*Records drawn from a dataset*.

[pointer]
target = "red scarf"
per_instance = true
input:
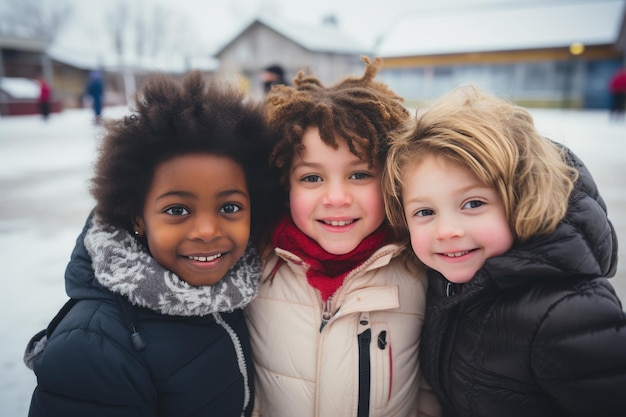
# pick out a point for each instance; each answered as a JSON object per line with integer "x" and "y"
{"x": 326, "y": 271}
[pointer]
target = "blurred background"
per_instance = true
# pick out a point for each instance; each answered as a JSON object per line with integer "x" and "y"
{"x": 65, "y": 64}
{"x": 539, "y": 53}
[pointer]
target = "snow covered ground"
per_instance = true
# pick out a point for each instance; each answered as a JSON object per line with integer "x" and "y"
{"x": 44, "y": 173}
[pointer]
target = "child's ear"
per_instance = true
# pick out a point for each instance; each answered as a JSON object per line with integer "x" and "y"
{"x": 139, "y": 226}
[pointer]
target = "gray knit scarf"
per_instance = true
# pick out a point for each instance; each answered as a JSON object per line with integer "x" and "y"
{"x": 124, "y": 266}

*Exercise prompt*.
Output the data above exactly. Drop every picture.

*Response for this exercise*.
[pointer]
target = "red scarf"
per_instance = true
input:
# pick out a point for each instance; each answered as a JSON object per line with integer "x" and "y"
{"x": 326, "y": 271}
[pointer]
target = "blurred background"
per_instance = true
# pick out a point for each instance; each answered as a JSON object per line with integer "x" and "y"
{"x": 65, "y": 64}
{"x": 539, "y": 53}
[pointer]
target = "snow covered ground"
per_instance = true
# pick out a point for each instance; each answered as a JSON object per line with integer "x" and "y"
{"x": 44, "y": 173}
[pointer]
target = "child's ear"
per_instance = true
# pick out a point for each instance; each answered as a JSON object per line with integer "x" and "y"
{"x": 139, "y": 226}
[pointer]
target = "gray knit scarf"
per_instance = true
# pick out a point for each instance; each answered as a JSON object per line with integer "x" and "y"
{"x": 124, "y": 266}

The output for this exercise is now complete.